Exercise passage
────

ShopBazaar offers fully integrated checkout — a big improvement over similar shopping channels that redirect consumers to external retailers to complete their purchases — and is populated with products chosen by editors and inspired by current editorial features. But, critically, the venture stops short of integrating commerce directly into core editorial content on the main Harper’s Bazaar site.

"If consumers are reading a story about the 10 must-have pieces for your fall wardrobe and they are going to take out their wallet and purchase something, we shouldn't make it hard for them to do that," said Heather Marie, founder of 72Lux, a New York-based start-up that provides enterprise publishers with a fully transactional e-commerce widget that they can embed into editorial pages to make their content directly shopable and offer users a single checkout channel, even if they are ultimately purchasing goods from multiple retailers. "72Lux has a patent-pending technology that allows publishers to have a white-label, multi-retailer checkout entirely within their own website," added Marie.

────

Data to examine
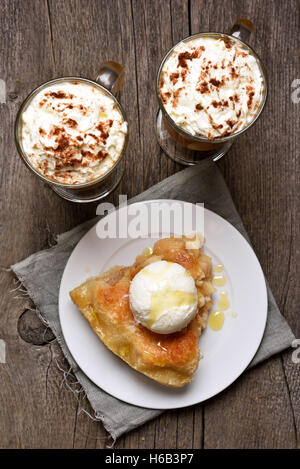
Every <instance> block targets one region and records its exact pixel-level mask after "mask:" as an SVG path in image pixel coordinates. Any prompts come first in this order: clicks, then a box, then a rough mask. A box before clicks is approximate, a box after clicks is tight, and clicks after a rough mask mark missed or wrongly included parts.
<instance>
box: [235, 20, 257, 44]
mask: <svg viewBox="0 0 300 469" xmlns="http://www.w3.org/2000/svg"><path fill="white" fill-rule="evenodd" d="M253 29H254V24H253V23H252V21H250V20H248V19H247V18H238V19H237V20H236V22H235V23H234V25H233V27H232V29H231V32H230V34H231V36H234V37H236V38H237V39H240V40H241V41H242V42H246V43H247V42H248V39H249V37H250V34H251V33H252V31H253Z"/></svg>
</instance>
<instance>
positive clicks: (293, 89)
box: [291, 78, 300, 104]
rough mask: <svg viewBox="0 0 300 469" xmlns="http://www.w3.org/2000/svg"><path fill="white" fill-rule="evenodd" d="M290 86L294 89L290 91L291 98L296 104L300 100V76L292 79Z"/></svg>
mask: <svg viewBox="0 0 300 469" xmlns="http://www.w3.org/2000/svg"><path fill="white" fill-rule="evenodd" d="M291 87H292V89H293V90H294V91H292V94H291V98H292V101H293V103H294V104H298V103H299V102H300V78H295V80H293V81H292V84H291Z"/></svg>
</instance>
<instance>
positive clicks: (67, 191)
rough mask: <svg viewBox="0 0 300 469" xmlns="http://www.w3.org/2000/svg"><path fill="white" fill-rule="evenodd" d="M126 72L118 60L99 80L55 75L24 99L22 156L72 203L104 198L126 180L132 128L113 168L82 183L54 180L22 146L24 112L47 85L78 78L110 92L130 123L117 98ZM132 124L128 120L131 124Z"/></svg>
mask: <svg viewBox="0 0 300 469" xmlns="http://www.w3.org/2000/svg"><path fill="white" fill-rule="evenodd" d="M123 75H124V69H123V67H122V66H121V65H120V64H118V63H116V62H105V63H104V64H103V65H102V66H101V68H100V70H99V73H98V75H97V77H96V79H95V80H90V79H87V78H80V77H61V78H54V79H53V80H49V81H47V82H45V83H43V84H42V85H40V86H39V87H37V88H36V89H34V90H33V91H32V92H31V93H30V94H29V95H28V96H27V98H26V99H25V100H24V102H23V103H22V105H21V107H20V109H19V112H18V114H17V117H16V121H15V143H16V147H17V150H18V153H19V155H20V156H21V158H22V161H23V162H24V163H25V164H26V166H27V167H28V168H29V169H30V170H31V171H32V172H33V173H34V174H35V175H36V176H37V177H38V178H40V179H41V180H42V181H44V182H46V183H47V184H48V185H50V187H51V188H52V189H53V190H54V191H55V192H56V193H57V194H58V195H59V196H60V197H62V198H64V199H66V200H69V201H72V202H79V203H87V202H94V201H96V200H100V199H102V198H103V197H106V196H107V195H108V194H110V193H111V192H112V191H113V190H114V189H115V188H116V187H117V185H118V184H119V182H120V181H121V179H122V176H123V172H124V165H125V161H124V160H125V158H124V156H125V152H126V147H127V142H128V127H127V133H126V135H125V140H124V144H123V148H122V151H121V154H120V155H119V157H118V159H117V160H116V162H115V163H114V164H113V166H112V167H111V168H109V170H108V171H107V172H105V173H104V174H102V175H101V176H99V177H98V178H95V179H93V180H90V181H88V182H85V183H81V184H65V183H60V182H56V181H53V180H50V179H48V178H47V177H45V176H43V175H42V174H41V173H39V172H38V171H37V170H36V169H35V168H34V167H33V166H32V165H31V163H30V161H29V159H28V158H27V156H26V152H25V151H24V149H23V146H22V139H21V135H22V115H23V112H24V111H25V110H26V109H27V107H28V106H29V105H30V103H31V101H32V99H33V98H34V97H35V96H36V95H37V94H38V93H39V92H40V91H41V90H43V89H45V88H47V87H48V86H50V85H54V84H56V83H62V82H65V81H67V82H69V81H76V82H79V83H85V84H90V85H92V86H96V87H97V88H99V89H101V91H102V92H104V94H106V95H108V96H109V97H111V98H112V99H113V101H114V102H115V104H116V105H117V107H118V109H119V111H120V113H121V115H122V117H123V119H124V122H127V118H126V114H125V111H124V109H123V108H122V106H121V104H120V103H119V101H118V100H117V98H116V96H117V94H118V92H119V90H120V87H121V83H122V79H123ZM127 125H128V123H127Z"/></svg>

────

Problems and tasks
a – According to the ShopBazaar passage, who founded 72Lux?
b – Return the part of the ShopBazaar passage from "ShopBazaar offers fully" up to and including "Harper’s Bazaar site.".
c – Continue the ShopBazaar passage after its last sentence.

Outputs for the tasks
a – Heather Marie founded 72Lux.

b –
ShopBazaar offers fully integrated checkout — a big improvement over similar shopping channels that redirect consumers to external retailers to complete their purchases — and is populated with products chosen by editors and inspired by current editorial features. But, critically, the venture stops short of integrating commerce directly into core editorial content on the main Harper’s Bazaar site.

c –
“We also have a proprietary platform, called Shoppable, that allows publishers to easily add curated products to their editorial,” she continued. So far, the platform offers over a million SKUs from over 12,000 brands and 70 different retailers, including Bloomingdale’s and Yoox. Marie declined to disclose which publishers were already using 72Lux, but said the platform was currently being tested by “one of the largest newspapers in the US, men’s and women’s fashion magazines and celebrities.”

FROM LOOK-SHARING TO LOOK-SHOPPING

Of course, in recent years, we’ve seen a major explosion of fashion content being created by non-traditional publishers like brands, bloggers and end consumers on a wide range of social media platforms, from street style blogs to look-sharing sites. In fact, some of this content has proven to be as powerful a generator of purchase intent for fashion products as anything published by traditional media outlets. Now, a promising new crop of street style and look-sharing apps are taking a ground-up approach to commerce integration, serving up realtime streams of neatly packaged fashion inspiration that users can seamlessly shop.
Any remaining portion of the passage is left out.